(STORED DATA begins)

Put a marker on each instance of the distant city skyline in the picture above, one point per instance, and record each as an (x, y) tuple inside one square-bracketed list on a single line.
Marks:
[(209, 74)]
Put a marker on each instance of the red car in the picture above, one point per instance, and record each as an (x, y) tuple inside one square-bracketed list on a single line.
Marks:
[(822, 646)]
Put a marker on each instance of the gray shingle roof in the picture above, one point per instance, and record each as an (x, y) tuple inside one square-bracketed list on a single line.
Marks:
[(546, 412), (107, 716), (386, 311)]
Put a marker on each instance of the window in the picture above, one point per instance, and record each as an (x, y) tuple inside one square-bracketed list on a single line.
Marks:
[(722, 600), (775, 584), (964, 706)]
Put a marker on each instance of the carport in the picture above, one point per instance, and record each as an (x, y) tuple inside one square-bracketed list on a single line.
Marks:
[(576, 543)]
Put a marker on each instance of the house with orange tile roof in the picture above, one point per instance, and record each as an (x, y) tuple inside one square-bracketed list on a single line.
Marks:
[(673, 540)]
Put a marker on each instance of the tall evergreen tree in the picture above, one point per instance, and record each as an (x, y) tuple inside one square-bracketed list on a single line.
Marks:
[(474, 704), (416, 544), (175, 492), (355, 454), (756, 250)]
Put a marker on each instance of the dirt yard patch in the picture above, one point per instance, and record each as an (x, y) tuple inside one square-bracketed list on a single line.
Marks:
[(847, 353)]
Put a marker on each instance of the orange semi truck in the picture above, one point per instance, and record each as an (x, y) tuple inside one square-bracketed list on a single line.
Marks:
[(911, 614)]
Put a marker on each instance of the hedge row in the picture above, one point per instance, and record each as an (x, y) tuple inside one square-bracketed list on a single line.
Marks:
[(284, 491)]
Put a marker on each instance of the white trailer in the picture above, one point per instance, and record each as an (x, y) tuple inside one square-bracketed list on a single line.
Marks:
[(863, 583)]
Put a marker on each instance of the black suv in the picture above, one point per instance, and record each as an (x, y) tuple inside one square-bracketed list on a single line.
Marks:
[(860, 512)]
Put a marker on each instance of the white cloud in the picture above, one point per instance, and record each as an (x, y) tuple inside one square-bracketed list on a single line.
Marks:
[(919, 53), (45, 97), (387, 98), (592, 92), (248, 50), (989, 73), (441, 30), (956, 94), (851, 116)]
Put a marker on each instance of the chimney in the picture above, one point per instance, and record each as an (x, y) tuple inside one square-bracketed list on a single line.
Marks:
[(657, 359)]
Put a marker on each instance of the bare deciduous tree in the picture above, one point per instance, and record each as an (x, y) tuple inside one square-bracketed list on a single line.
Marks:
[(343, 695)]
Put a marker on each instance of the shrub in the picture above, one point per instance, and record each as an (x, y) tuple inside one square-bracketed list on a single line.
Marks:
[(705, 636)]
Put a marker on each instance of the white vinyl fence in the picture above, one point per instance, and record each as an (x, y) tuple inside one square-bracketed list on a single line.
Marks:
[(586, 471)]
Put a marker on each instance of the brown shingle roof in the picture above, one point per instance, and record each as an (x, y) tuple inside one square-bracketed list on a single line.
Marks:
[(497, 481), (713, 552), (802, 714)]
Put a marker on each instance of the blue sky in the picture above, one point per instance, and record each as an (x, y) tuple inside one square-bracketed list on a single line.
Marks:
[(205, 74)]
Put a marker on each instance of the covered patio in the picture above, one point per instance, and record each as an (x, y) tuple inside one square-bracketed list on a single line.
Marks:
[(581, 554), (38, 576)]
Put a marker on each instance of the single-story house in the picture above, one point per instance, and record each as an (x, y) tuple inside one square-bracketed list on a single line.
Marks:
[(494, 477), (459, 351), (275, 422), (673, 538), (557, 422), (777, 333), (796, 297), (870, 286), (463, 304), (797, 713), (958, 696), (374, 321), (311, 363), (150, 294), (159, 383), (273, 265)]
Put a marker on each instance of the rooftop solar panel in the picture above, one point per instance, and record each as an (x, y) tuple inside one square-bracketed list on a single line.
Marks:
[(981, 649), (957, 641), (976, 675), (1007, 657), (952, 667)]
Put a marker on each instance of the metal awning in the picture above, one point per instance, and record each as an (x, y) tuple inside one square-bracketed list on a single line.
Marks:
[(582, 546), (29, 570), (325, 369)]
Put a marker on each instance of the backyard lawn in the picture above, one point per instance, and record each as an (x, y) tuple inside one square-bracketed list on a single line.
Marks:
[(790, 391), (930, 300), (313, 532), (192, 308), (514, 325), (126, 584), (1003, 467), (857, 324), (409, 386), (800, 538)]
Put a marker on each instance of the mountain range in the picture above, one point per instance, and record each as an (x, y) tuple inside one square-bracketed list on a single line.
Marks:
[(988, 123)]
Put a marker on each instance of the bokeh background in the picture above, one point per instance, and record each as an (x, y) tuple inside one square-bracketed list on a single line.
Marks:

(STORED DATA ends)

WHAT TO WORK ON: Exact reproduction is required: output the lines from the start of the entries above through the line with "Put a marker on each instance of the tall".

WRITTEN RESPONSE:
Put a marker on each instance of the distant city skyline in the picture above, one point per instance, and record each as an (x, y) tuple inside one square-bracketed list on a single line.
Marks:
[(209, 74)]
Put a marker on each instance of the red car in the picture above, one point per instance, and record each as an (x, y) tuple inside one square-bracketed list on a single line.
Marks:
[(822, 646)]
Put a marker on each instance of the gray shingle roof in the picture above, one point per instance, and record each as an (x, y) tuple inside one square-bracketed list on a single line.
Marks:
[(546, 412), (107, 716), (386, 311)]
Put a marker on each instance of the window in the picture above, one point per instance, and record each as an (x, y) tuple inside one square-bracketed list on a single line.
Marks:
[(722, 600), (775, 584), (964, 706)]
Put a marker on each instance of the carport in the picture above, one point per instance, and record each as an (x, y) tuple inside one square-bracketed list on a single line.
Marks:
[(576, 543)]
Put a marker on each instance of the house with orange tile roof in the picture above, one point per instance, and record each as an (x, y) tuple inside one square-bracketed list on a single line.
Marks:
[(673, 540)]
Put a marker on each instance of the tall evergreen tree in the picture above, one point per instance, and record each as an (x, y) tuple inside one square-bracketed list on a single line.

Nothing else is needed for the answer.